(Your task) Produce an exact copy of the lines from the line containing "Point out the person in black" through the last line of the entries below, and only those lines.
──────── Stored rows
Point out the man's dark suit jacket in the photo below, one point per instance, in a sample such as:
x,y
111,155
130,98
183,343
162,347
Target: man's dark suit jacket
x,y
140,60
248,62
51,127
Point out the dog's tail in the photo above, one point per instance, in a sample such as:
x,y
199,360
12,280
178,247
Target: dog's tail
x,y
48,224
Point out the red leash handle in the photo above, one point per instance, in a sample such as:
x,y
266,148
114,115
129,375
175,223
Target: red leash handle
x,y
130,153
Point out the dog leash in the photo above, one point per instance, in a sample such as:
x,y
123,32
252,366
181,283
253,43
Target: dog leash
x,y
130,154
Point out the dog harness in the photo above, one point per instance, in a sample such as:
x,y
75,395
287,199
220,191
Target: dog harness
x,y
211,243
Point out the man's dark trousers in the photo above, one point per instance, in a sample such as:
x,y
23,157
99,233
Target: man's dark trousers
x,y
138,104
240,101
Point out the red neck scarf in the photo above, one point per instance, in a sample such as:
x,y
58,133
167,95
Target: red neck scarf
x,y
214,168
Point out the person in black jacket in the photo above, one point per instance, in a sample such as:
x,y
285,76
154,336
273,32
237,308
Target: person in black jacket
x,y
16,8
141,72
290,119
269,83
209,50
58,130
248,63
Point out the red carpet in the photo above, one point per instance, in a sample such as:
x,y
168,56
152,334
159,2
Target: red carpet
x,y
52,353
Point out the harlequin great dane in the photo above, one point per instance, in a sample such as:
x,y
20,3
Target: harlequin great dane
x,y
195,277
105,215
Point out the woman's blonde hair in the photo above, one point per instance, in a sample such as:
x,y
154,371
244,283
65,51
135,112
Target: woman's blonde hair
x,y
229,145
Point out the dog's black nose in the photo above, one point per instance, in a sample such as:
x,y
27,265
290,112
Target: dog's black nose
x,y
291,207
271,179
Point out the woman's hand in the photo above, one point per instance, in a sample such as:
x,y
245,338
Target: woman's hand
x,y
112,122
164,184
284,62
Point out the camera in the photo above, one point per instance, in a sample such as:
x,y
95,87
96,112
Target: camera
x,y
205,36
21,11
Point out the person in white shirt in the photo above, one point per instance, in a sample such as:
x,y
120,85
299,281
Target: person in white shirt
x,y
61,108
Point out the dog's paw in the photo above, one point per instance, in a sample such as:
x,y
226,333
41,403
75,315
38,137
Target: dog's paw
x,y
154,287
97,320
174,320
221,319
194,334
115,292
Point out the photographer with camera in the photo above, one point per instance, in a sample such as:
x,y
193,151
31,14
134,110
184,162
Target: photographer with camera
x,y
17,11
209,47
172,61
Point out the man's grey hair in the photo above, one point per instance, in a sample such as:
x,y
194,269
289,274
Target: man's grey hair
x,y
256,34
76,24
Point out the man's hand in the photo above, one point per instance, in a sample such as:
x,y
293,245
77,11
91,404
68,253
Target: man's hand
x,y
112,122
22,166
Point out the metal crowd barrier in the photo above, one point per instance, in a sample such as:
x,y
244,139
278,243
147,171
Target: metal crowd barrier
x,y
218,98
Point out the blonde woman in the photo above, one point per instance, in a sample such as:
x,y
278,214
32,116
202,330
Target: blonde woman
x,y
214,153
────────────────
(Written solution)
Point out the person in black jacket in the photo above, one point per instance, in a sample such as:
x,y
285,76
154,336
273,32
237,308
Target: person in black jacket
x,y
16,8
141,72
290,119
269,83
209,50
58,130
248,63
Point out the red carpet in the photo above, one point per instance, in a sample such as:
x,y
168,56
152,334
159,2
Target: red carpet
x,y
52,353
Point out the harlequin great dane in the photo above, one point per instance, in a sample such as:
x,y
20,3
Target: harlequin great dane
x,y
195,277
105,215
Point out the woman's blonde hair in the photo above, one point per instance, in a sample such as:
x,y
154,371
244,283
65,51
135,112
Target: woman's blonde hair
x,y
229,145
Point out the dog's black nose in the photo above, one point per instance, in a sample such as:
x,y
27,265
290,112
Target: dog's black nose
x,y
291,207
271,179
Point out the woman's hand in the photo above, one point per instance, in a sample such as:
x,y
245,338
Target: woman's hand
x,y
112,122
164,184
284,62
Point out the camera in the photo above, one point per instance, in a sample such as:
x,y
95,87
96,112
Target: camera
x,y
205,36
21,11
Point out the person in white shirt in the photo above, one point per instance, in a sample such as:
x,y
120,85
299,281
Target: person in white shirt
x,y
61,108
Point out the dog's paw in the photo above, one point per instance, in a sample such as:
x,y
226,333
41,403
75,315
38,137
Target: dog's paw
x,y
154,287
97,320
174,320
221,319
194,334
115,292
Point out the photographer with camera in the photo above, one point per instance, in a sample such as:
x,y
193,151
31,14
134,110
184,162
Target: photographer with camera
x,y
17,11
209,47
172,61
Point out the man's grey hair in the photo above, one point per instance, in a sample such as:
x,y
194,269
289,274
Target: man's grey hair
x,y
256,34
76,24
Point out the man's hand in the photo above, one point per instance, in a sample such as:
x,y
293,245
77,11
91,404
68,253
Target: man's hand
x,y
112,122
22,166
Point out the metal crowd barrier in the photo above, one point per instance, in a sample such as:
x,y
244,139
278,243
147,171
Target: metal crowd barrier
x,y
218,98
Point out the blonde woman in the photo above, one point per instance, in a sample such as:
x,y
278,214
32,116
202,330
Target: blonde woman
x,y
214,153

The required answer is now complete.